The request ▸
Starting at the line that contains "the blurred figure" and ending at the final line of the material, place each line into a JSON list as a separate string, omitting any blank lines.

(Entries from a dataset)
------
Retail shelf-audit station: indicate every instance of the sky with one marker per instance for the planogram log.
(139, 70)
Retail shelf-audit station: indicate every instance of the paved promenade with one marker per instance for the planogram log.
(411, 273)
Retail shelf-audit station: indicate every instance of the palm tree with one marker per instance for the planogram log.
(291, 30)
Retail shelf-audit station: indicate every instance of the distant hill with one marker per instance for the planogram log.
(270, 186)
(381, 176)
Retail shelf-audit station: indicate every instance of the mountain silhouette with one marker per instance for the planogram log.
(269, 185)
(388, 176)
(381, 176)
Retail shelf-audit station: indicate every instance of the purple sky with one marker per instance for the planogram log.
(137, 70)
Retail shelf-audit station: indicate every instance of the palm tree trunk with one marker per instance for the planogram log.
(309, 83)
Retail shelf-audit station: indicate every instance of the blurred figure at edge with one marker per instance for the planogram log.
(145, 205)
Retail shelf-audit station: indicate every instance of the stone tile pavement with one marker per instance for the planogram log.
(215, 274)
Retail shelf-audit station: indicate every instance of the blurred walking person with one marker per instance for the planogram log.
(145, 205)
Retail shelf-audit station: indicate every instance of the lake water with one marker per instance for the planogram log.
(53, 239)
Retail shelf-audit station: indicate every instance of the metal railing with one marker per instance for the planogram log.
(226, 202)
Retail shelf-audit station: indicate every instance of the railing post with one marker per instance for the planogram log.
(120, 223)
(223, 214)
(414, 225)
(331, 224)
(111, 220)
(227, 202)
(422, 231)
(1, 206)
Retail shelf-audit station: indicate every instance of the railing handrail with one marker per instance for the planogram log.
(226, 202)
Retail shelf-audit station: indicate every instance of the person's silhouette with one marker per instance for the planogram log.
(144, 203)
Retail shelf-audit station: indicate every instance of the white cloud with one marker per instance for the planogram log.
------
Task response ▸
[
  "Retail shelf-audit station: indicate every instance of the blurred figure at edge with one marker per instance for the planogram log.",
  "(145, 205)",
  "Retail shelf-audit station: indicate every instance of the stone tile pavement with one marker per instance for the planogram log.",
  "(215, 274)",
  "Retail shelf-audit station: indicate every instance of the blurred walking person with one marker per instance for the planogram log.",
  "(145, 205)",
  "Retail shelf-audit station: indicate every instance of the lake water with one marker per instance for the planogram log.",
  "(53, 239)",
  "Retail shelf-audit station: indicate every instance of the metal railing with one marker per instance for the planogram log.",
  "(226, 202)",
  "Retail shelf-audit station: indicate every instance of the railing post with one marker per instance for the planogram log.",
  "(120, 223)",
  "(223, 214)",
  "(414, 225)",
  "(331, 224)",
  "(111, 220)",
  "(227, 202)",
  "(422, 231)",
  "(1, 206)",
  "Retail shelf-audit station: indicate every instance of the railing handrail with one marker per instance for the planogram log.",
  "(226, 202)",
  "Retail shelf-audit station: indicate every instance of the person's silhouette with one marker per instance for the planogram log.",
  "(144, 203)",
  "Retail shelf-audit station: indicate every instance of the white cloud with one marker per instance for the planogram log."
]